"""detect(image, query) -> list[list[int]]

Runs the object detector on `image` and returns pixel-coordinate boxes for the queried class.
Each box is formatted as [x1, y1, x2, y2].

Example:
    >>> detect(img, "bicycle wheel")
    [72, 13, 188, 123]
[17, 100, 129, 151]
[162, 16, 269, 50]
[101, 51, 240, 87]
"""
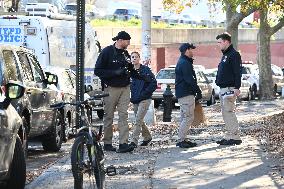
[93, 143, 105, 189]
[71, 136, 105, 189]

______

• [Work to be completed]
Show each line of the material above that contains the string "image", treating uppercase and lowercase as different.

• [Correct answer]
"""detect(image, query) -> list[list[int]]
Runs the object detector on `image` and returns pixel-coordinate boxes for the queried class.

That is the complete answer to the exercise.